━━━ Source

Late last year, the Daily Mail reported on fears from a member of the Old Roedeanians’ Association committee, who believed the country’s most famous girls’ school was planning to allow boys into the imposing seaside towers. Meanwhile, just down the road at Brighton College, the Head, Richard Cairns, claimed that preventing the mixing of the sexes just doesn’t prepare people for the outside world. “Single-sex schools are a deeply unrealistic world”, declared Mr Cairns. So can it be true?
If there is anyone who knows the value of all-girl schools, it is Mr Blond, who has spent all of his educational career teaching or leading at girls’ schools. He initially worked in a girls’ grammar school, where he found the atmosphere incredibly empowering and enabling.
“There was much less focus on external rules and assessment regimes than in some boys’ or co-ed schools, perhaps because girls are so internally self-motivated and conscientious. This means that the focus was on developing a passion for subjects. Girls’ all-round development is not so well-served by too much scaffolding in the form of assessments and excessive focus on grades, but they respond very well to inspiration, opportunity, creativity and encouragement. It was this experience and insight that made me want to continue to work in girls’ schools.”
This eventually led Mr Blond to the highly regarded Henrietta Barnett School in North West London, where he was the Headteacher for almost eight years, leading the school to a top placement in the national league tables for six years and an award as the Sunday Times School of the Year before taking up the reins at Roedean.

━━━━━━
━━━ Stored rows

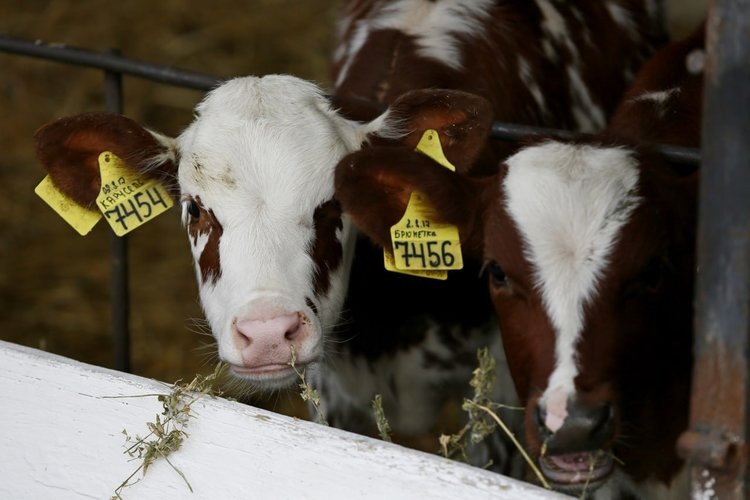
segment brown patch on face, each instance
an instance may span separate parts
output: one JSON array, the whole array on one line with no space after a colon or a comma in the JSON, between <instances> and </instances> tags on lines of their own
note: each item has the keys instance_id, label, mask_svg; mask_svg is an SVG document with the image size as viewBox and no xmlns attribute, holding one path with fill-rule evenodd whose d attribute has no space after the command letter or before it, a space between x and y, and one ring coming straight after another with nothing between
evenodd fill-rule
<instances>
[{"instance_id":1,"label":"brown patch on face","mask_svg":"<svg viewBox=\"0 0 750 500\"><path fill-rule=\"evenodd\" d=\"M111 151L134 172L168 181L171 187L177 163L150 163L168 153L167 148L139 124L114 113L84 113L44 125L34 134L36 153L67 196L93 207L101 187L99 154Z\"/></svg>"},{"instance_id":2,"label":"brown patch on face","mask_svg":"<svg viewBox=\"0 0 750 500\"><path fill-rule=\"evenodd\" d=\"M336 231L343 227L339 202L328 200L316 208L313 223L315 242L311 256L316 267L314 290L315 295L319 297L328 292L331 286L331 272L339 267L343 257L341 242L336 234Z\"/></svg>"},{"instance_id":3,"label":"brown patch on face","mask_svg":"<svg viewBox=\"0 0 750 500\"><path fill-rule=\"evenodd\" d=\"M497 176L497 190L486 202L485 274L511 376L518 396L526 403L547 387L555 366L555 330L534 286L534 270L524 255L523 238L505 210L501 186L506 171L502 169Z\"/></svg>"},{"instance_id":4,"label":"brown patch on face","mask_svg":"<svg viewBox=\"0 0 750 500\"><path fill-rule=\"evenodd\" d=\"M198 238L208 235L200 256L197 258L201 270L201 283L216 283L221 276L221 261L219 258L219 240L224 232L213 210L206 209L200 197L188 200L194 204L188 207L187 230L193 247L198 244ZM197 216L196 216L197 214Z\"/></svg>"}]
</instances>

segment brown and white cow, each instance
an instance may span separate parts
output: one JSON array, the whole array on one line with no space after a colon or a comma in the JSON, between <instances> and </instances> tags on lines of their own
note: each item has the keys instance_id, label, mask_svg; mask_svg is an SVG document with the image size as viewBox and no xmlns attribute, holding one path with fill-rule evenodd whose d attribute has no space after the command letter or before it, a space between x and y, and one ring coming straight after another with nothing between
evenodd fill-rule
<instances>
[{"instance_id":1,"label":"brown and white cow","mask_svg":"<svg viewBox=\"0 0 750 500\"><path fill-rule=\"evenodd\" d=\"M652 498L679 488L698 172L648 143L699 145L702 67L701 29L644 67L604 133L542 141L492 176L453 174L407 148L337 167L337 198L375 241L390 244L387 228L418 190L482 256L527 446L556 489Z\"/></svg>"},{"instance_id":2,"label":"brown and white cow","mask_svg":"<svg viewBox=\"0 0 750 500\"><path fill-rule=\"evenodd\" d=\"M476 348L498 342L479 263L445 283L386 273L380 250L356 239L334 199L335 165L368 142L398 136L413 147L430 127L468 169L476 155L463 153L473 139L461 136L463 124L479 115L596 129L651 51L656 11L653 0L351 2L335 106L293 77L238 78L211 91L177 138L88 114L41 129L39 156L85 204L99 188L103 150L172 184L219 356L237 377L261 389L291 386L294 347L334 425L373 429L370 402L381 393L392 427L413 434L463 395ZM436 87L492 106L408 121L430 102L402 94Z\"/></svg>"}]
</instances>

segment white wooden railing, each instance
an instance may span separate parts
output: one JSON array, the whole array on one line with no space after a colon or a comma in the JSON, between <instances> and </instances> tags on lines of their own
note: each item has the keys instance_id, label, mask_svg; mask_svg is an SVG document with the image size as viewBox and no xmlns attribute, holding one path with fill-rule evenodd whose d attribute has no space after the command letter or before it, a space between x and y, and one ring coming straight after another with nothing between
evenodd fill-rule
<instances>
[{"instance_id":1,"label":"white wooden railing","mask_svg":"<svg viewBox=\"0 0 750 500\"><path fill-rule=\"evenodd\" d=\"M0 341L0 499L107 499L138 466L160 382ZM126 396L112 398L111 396ZM132 396L132 397L131 397ZM124 499L553 499L498 474L227 401L194 406L189 437Z\"/></svg>"}]
</instances>

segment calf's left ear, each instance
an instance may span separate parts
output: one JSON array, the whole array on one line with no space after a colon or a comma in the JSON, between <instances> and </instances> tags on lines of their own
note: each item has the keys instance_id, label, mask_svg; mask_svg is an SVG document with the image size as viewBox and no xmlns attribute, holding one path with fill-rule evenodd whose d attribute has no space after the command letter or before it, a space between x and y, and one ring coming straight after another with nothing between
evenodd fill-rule
<instances>
[{"instance_id":1,"label":"calf's left ear","mask_svg":"<svg viewBox=\"0 0 750 500\"><path fill-rule=\"evenodd\" d=\"M448 161L458 172L471 169L492 126L492 105L485 98L458 90L413 90L399 97L388 109L385 137L414 149L426 130L438 132ZM377 139L373 143L378 144Z\"/></svg>"}]
</instances>

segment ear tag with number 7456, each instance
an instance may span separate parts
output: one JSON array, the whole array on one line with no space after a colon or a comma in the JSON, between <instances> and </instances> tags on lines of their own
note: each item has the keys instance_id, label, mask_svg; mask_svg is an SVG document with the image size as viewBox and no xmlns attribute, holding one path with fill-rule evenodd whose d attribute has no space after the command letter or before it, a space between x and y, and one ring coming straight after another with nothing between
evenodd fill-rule
<instances>
[{"instance_id":1,"label":"ear tag with number 7456","mask_svg":"<svg viewBox=\"0 0 750 500\"><path fill-rule=\"evenodd\" d=\"M445 168L456 170L443 154L436 131L427 130L416 149ZM447 271L463 268L458 228L435 222L430 212L425 197L418 191L413 192L403 217L391 227L392 252L384 249L383 255L386 269L446 279Z\"/></svg>"},{"instance_id":2,"label":"ear tag with number 7456","mask_svg":"<svg viewBox=\"0 0 750 500\"><path fill-rule=\"evenodd\" d=\"M109 151L99 155L99 170L102 187L96 204L117 236L142 226L174 204L157 180L134 175Z\"/></svg>"}]
</instances>

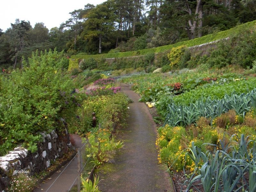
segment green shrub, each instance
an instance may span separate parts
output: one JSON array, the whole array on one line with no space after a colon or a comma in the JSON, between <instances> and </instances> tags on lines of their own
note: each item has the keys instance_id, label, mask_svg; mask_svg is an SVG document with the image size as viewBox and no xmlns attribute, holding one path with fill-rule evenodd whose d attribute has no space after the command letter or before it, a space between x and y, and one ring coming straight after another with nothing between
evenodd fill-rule
<instances>
[{"instance_id":1,"label":"green shrub","mask_svg":"<svg viewBox=\"0 0 256 192\"><path fill-rule=\"evenodd\" d=\"M77 68L74 68L71 70L71 75L76 75L80 72L79 69Z\"/></svg>"},{"instance_id":2,"label":"green shrub","mask_svg":"<svg viewBox=\"0 0 256 192\"><path fill-rule=\"evenodd\" d=\"M112 131L113 126L123 125L127 116L129 101L127 96L120 92L112 96L99 114L101 127Z\"/></svg>"},{"instance_id":3,"label":"green shrub","mask_svg":"<svg viewBox=\"0 0 256 192\"><path fill-rule=\"evenodd\" d=\"M36 180L24 174L14 176L10 183L10 192L32 192L36 185Z\"/></svg>"},{"instance_id":4,"label":"green shrub","mask_svg":"<svg viewBox=\"0 0 256 192\"><path fill-rule=\"evenodd\" d=\"M144 58L149 65L152 65L155 59L155 53L147 53L145 55Z\"/></svg>"},{"instance_id":5,"label":"green shrub","mask_svg":"<svg viewBox=\"0 0 256 192\"><path fill-rule=\"evenodd\" d=\"M190 59L191 53L188 48L185 49L184 53L180 57L180 60L178 64L179 68L185 68L188 66L188 62Z\"/></svg>"},{"instance_id":6,"label":"green shrub","mask_svg":"<svg viewBox=\"0 0 256 192\"><path fill-rule=\"evenodd\" d=\"M186 45L189 47L220 39L232 36L236 36L240 34L243 31L244 31L245 30L249 30L252 29L254 30L253 28L254 27L255 23L256 23L256 21L253 21L242 24L226 31L210 34L201 37L196 38L188 41L180 42L174 44L164 45L151 49L139 50L139 51L129 51L123 52L109 53L91 55L73 55L71 56L71 58L81 59L87 59L91 57L96 59L101 57L105 58L118 58L132 57L138 55L142 55L148 53L161 53L167 50L170 50L173 47L181 45ZM136 48L137 49L142 49L147 46L147 43L145 40L144 42L143 42L143 41L141 41L140 40L138 40L136 43L137 45ZM139 50L139 49L138 50Z\"/></svg>"},{"instance_id":7,"label":"green shrub","mask_svg":"<svg viewBox=\"0 0 256 192\"><path fill-rule=\"evenodd\" d=\"M167 55L168 59L171 62L170 66L171 68L180 67L181 56L184 54L186 49L187 48L185 45L181 45L172 49L170 53Z\"/></svg>"},{"instance_id":8,"label":"green shrub","mask_svg":"<svg viewBox=\"0 0 256 192\"><path fill-rule=\"evenodd\" d=\"M69 64L68 65L68 70L71 71L73 69L78 68L79 59L70 59Z\"/></svg>"},{"instance_id":9,"label":"green shrub","mask_svg":"<svg viewBox=\"0 0 256 192\"><path fill-rule=\"evenodd\" d=\"M217 82L216 82L216 83ZM212 99L220 99L226 94L230 94L233 92L237 94L245 93L251 91L256 86L256 79L247 80L232 81L223 84L207 84L193 89L173 98L176 103L188 105L194 103L202 97L211 97Z\"/></svg>"},{"instance_id":10,"label":"green shrub","mask_svg":"<svg viewBox=\"0 0 256 192\"><path fill-rule=\"evenodd\" d=\"M100 74L99 73L94 73L91 76L87 78L84 83L84 84L87 85L101 78Z\"/></svg>"},{"instance_id":11,"label":"green shrub","mask_svg":"<svg viewBox=\"0 0 256 192\"><path fill-rule=\"evenodd\" d=\"M76 115L80 97L70 94L75 87L56 67L52 58L58 56L52 52L34 53L24 65L29 68L14 71L8 78L0 76L0 137L5 138L2 149L23 143L34 152L41 137L37 133L61 131L59 119L68 121Z\"/></svg>"},{"instance_id":12,"label":"green shrub","mask_svg":"<svg viewBox=\"0 0 256 192\"><path fill-rule=\"evenodd\" d=\"M67 69L69 65L69 60L66 58L63 57L60 59L60 60L56 66L63 69Z\"/></svg>"},{"instance_id":13,"label":"green shrub","mask_svg":"<svg viewBox=\"0 0 256 192\"><path fill-rule=\"evenodd\" d=\"M153 66L153 65L148 66L145 69L145 72L148 73L152 73L153 71L157 68L155 66Z\"/></svg>"},{"instance_id":14,"label":"green shrub","mask_svg":"<svg viewBox=\"0 0 256 192\"><path fill-rule=\"evenodd\" d=\"M170 62L167 56L167 53L165 52L156 54L154 63L156 67L159 68L170 64Z\"/></svg>"},{"instance_id":15,"label":"green shrub","mask_svg":"<svg viewBox=\"0 0 256 192\"><path fill-rule=\"evenodd\" d=\"M172 68L171 67L170 65L167 65L163 66L161 69L162 73L165 73L168 71L170 71L172 70Z\"/></svg>"}]
</instances>

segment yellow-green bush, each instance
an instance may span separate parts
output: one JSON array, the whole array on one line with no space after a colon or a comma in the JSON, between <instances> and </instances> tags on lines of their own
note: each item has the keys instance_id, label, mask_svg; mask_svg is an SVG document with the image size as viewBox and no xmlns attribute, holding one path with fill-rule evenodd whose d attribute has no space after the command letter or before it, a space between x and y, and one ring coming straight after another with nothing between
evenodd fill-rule
<instances>
[{"instance_id":1,"label":"yellow-green bush","mask_svg":"<svg viewBox=\"0 0 256 192\"><path fill-rule=\"evenodd\" d=\"M171 62L170 66L172 67L178 67L181 56L184 53L186 48L185 45L181 45L173 47L171 50L170 53L167 55L168 59Z\"/></svg>"},{"instance_id":2,"label":"yellow-green bush","mask_svg":"<svg viewBox=\"0 0 256 192\"><path fill-rule=\"evenodd\" d=\"M94 59L103 57L107 58L118 58L126 57L132 57L138 55L143 55L150 53L157 53L170 50L173 47L182 45L188 47L200 45L211 42L216 40L234 36L240 34L241 31L245 30L252 28L255 26L256 20L242 24L229 29L220 31L218 33L210 34L201 37L196 38L188 41L178 42L174 44L164 45L158 47L143 49L135 51L130 51L122 52L109 53L105 54L99 54L91 55L72 55L72 59L88 59L92 58Z\"/></svg>"},{"instance_id":3,"label":"yellow-green bush","mask_svg":"<svg viewBox=\"0 0 256 192\"><path fill-rule=\"evenodd\" d=\"M71 71L73 69L78 68L79 60L79 59L70 59L69 64L68 65L68 70Z\"/></svg>"}]
</instances>

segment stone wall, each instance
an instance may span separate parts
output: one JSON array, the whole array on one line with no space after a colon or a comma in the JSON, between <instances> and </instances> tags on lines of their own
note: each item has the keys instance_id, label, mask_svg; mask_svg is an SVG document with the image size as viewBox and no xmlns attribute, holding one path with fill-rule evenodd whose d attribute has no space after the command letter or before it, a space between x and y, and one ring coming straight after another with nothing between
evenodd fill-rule
<instances>
[{"instance_id":1,"label":"stone wall","mask_svg":"<svg viewBox=\"0 0 256 192\"><path fill-rule=\"evenodd\" d=\"M38 145L36 152L32 153L23 147L16 147L0 157L0 191L8 186L10 175L21 172L33 175L47 169L52 162L72 149L67 129L58 134L54 131L40 134L43 140Z\"/></svg>"}]
</instances>

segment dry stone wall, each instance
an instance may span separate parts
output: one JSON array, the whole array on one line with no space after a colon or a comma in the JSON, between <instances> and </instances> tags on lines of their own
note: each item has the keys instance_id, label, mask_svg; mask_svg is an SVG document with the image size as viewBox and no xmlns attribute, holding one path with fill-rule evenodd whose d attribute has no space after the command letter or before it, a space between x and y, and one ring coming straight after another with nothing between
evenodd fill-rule
<instances>
[{"instance_id":1,"label":"dry stone wall","mask_svg":"<svg viewBox=\"0 0 256 192\"><path fill-rule=\"evenodd\" d=\"M9 154L0 157L0 191L4 191L10 181L10 176L24 173L30 175L47 169L56 158L62 157L73 148L67 130L57 134L40 133L43 141L33 153L24 148L19 147Z\"/></svg>"}]
</instances>

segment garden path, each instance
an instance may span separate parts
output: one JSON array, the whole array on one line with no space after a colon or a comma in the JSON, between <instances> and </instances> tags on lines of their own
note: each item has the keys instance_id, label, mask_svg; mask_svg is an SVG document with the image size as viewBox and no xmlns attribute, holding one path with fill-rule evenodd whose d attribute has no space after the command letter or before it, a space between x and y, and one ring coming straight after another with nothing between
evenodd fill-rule
<instances>
[{"instance_id":1,"label":"garden path","mask_svg":"<svg viewBox=\"0 0 256 192\"><path fill-rule=\"evenodd\" d=\"M74 139L74 146L76 148L81 148L82 145L82 139L78 135L72 135ZM81 150L82 151L82 150ZM83 158L81 158L82 161ZM48 189L52 184L63 171L69 162L61 167L49 178L45 180L44 183L41 183L37 188L34 190L35 192L65 192L67 191L71 187L73 182L77 176L77 158L76 156L65 170L60 175L52 185ZM77 181L75 182L76 184ZM48 190L47 191L47 189Z\"/></svg>"},{"instance_id":2,"label":"garden path","mask_svg":"<svg viewBox=\"0 0 256 192\"><path fill-rule=\"evenodd\" d=\"M134 102L129 105L127 127L118 131L117 139L124 141L112 164L96 173L102 192L172 191L166 167L158 164L155 143L156 124L139 95L121 84L121 91ZM162 172L160 173L158 172Z\"/></svg>"}]
</instances>

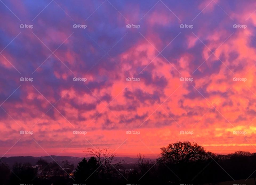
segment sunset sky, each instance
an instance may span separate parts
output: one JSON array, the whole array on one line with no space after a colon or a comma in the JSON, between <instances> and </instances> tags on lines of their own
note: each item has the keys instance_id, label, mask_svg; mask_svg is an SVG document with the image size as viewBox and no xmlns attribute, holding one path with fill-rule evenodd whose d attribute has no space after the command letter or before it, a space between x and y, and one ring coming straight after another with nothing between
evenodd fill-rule
<instances>
[{"instance_id":1,"label":"sunset sky","mask_svg":"<svg viewBox=\"0 0 256 185\"><path fill-rule=\"evenodd\" d=\"M1 0L0 22L0 157L256 152L255 1Z\"/></svg>"}]
</instances>

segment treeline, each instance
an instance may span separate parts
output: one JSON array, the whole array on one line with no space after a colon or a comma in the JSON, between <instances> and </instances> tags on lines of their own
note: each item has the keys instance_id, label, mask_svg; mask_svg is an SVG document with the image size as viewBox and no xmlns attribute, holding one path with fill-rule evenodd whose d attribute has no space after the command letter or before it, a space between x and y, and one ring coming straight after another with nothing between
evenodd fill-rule
<instances>
[{"instance_id":1,"label":"treeline","mask_svg":"<svg viewBox=\"0 0 256 185\"><path fill-rule=\"evenodd\" d=\"M157 159L146 160L139 154L137 163L131 165L126 164L124 160L117 160L115 154L107 148L87 149L90 157L84 158L75 168L66 161L59 165L39 159L36 166L17 163L11 169L2 163L0 183L197 184L256 177L256 153L238 151L217 155L195 143L187 142L170 144L161 149Z\"/></svg>"}]
</instances>

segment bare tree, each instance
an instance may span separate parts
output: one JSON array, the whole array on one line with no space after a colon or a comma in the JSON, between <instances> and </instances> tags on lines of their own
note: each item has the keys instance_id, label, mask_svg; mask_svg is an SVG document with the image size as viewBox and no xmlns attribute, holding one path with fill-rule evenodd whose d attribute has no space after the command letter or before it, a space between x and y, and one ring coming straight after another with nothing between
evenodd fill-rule
<instances>
[{"instance_id":1,"label":"bare tree","mask_svg":"<svg viewBox=\"0 0 256 185\"><path fill-rule=\"evenodd\" d=\"M190 161L206 160L209 157L204 148L194 142L179 141L160 149L160 159L167 162L185 163Z\"/></svg>"},{"instance_id":2,"label":"bare tree","mask_svg":"<svg viewBox=\"0 0 256 185\"><path fill-rule=\"evenodd\" d=\"M140 153L139 153L139 155L137 156L137 165L142 174L145 174L151 169L155 163L155 161L151 159L146 160L145 159L145 156L143 155L142 157Z\"/></svg>"},{"instance_id":3,"label":"bare tree","mask_svg":"<svg viewBox=\"0 0 256 185\"><path fill-rule=\"evenodd\" d=\"M122 163L125 161L125 159L118 160L116 158L117 155L114 152L111 152L111 150L107 147L101 149L96 147L97 150L90 148L87 148L85 152L91 157L96 158L97 162L99 164L99 168L101 172L107 175L118 169L121 166Z\"/></svg>"}]
</instances>

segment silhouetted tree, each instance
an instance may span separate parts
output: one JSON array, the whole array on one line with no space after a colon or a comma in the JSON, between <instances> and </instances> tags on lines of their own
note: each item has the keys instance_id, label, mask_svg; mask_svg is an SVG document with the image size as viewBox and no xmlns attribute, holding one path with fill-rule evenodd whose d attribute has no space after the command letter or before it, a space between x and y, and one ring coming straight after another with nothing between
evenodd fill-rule
<instances>
[{"instance_id":1,"label":"silhouetted tree","mask_svg":"<svg viewBox=\"0 0 256 185\"><path fill-rule=\"evenodd\" d=\"M98 169L99 165L94 157L92 157L87 161L86 158L84 158L79 162L77 168L75 171L75 180L78 183L95 183L97 181L98 177Z\"/></svg>"},{"instance_id":2,"label":"silhouetted tree","mask_svg":"<svg viewBox=\"0 0 256 185\"><path fill-rule=\"evenodd\" d=\"M209 158L205 149L195 142L178 141L160 148L160 159L171 163L186 163Z\"/></svg>"},{"instance_id":3,"label":"silhouetted tree","mask_svg":"<svg viewBox=\"0 0 256 185\"><path fill-rule=\"evenodd\" d=\"M101 175L106 176L105 178L110 178L111 173L115 172L117 174L119 169L125 159L119 160L115 157L116 155L114 152L111 153L111 150L106 147L103 149L97 148L97 150L90 148L87 148L86 152L91 156L94 157L97 162L99 165Z\"/></svg>"}]
</instances>

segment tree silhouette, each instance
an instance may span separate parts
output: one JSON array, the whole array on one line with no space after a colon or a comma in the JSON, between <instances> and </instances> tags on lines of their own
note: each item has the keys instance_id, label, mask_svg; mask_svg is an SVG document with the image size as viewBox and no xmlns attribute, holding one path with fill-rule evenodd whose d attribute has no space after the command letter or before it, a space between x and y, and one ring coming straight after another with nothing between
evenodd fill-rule
<instances>
[{"instance_id":1,"label":"tree silhouette","mask_svg":"<svg viewBox=\"0 0 256 185\"><path fill-rule=\"evenodd\" d=\"M205 148L194 142L178 141L160 149L160 159L167 163L186 163L191 161L205 160L209 157Z\"/></svg>"},{"instance_id":2,"label":"tree silhouette","mask_svg":"<svg viewBox=\"0 0 256 185\"><path fill-rule=\"evenodd\" d=\"M92 184L97 181L99 177L99 165L94 157L92 157L87 161L85 157L79 162L74 173L75 180L77 184L86 183Z\"/></svg>"}]
</instances>

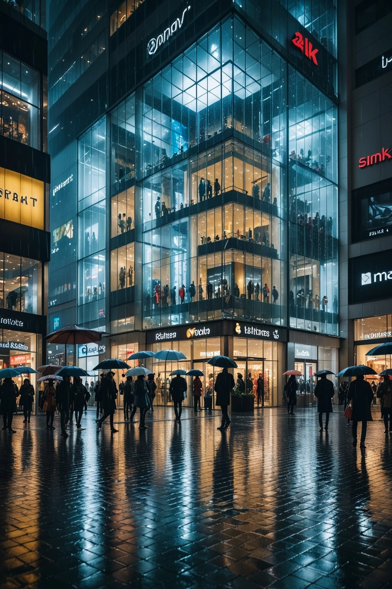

━━━━━━

### Objective 1
According to the passage on girls' schools, for how long was Mr Blond Headteacher at the Henrietta Barnett School?
### Objective 2
Continue the passage on girls' schools from its final sentence.

### Response 1
Almost eight years.

### Response 2
“I think there is a place for both single-sex education and co-education, and there are pupils who will be more inclined to one type of schooling than the other. For every pupil who says they prefer co-educational, there will be another who prefers single sex education. Parents should be looking for the school that is best for their child, and that is a process that will involve a very careful and subtle consideration of many factors. I am not sure that parents are helped by listening to our pronouncements or a polarised debate. We should be trying to help pupils feel as positive as possible about the school they choose, whatever kind of school that happens to be.
“I know, however, from experience that girls benefit enormously, intellectually and in development of their self-confidence, from an approach to learning that prioritises their approaches and qualities and this is very much at the heart of girls’ school education.
“A 2006 study by Professor Alice Sullivan of the UCL Institute of Education found that single-sex schools did little to inhibit relationships between the sexes, and also that girls from single-sex schools were more likely to choose male-dominated subjects such as Maths and Science than if they were in a co-ed environment. This is certainly the case at Roedean, where Maths is one of the most popular A-level subjects, and large numbers take Sciences.”
“While people will argue that one is better than the other, when parents visit a school, most of them will say the single-sex or co-ed issue doesn’t matter as much as what the school is going to do for their particular child.”
“What you need for the outside world is confidence, character, the ability to take risks, knowing what to do when things don’t work out, being able to work in teams, being willing to lead, being able to be successful in a variety of fields, being able to speak in public, and being able to get on with all kinds of people. That’s what Roedean does best.”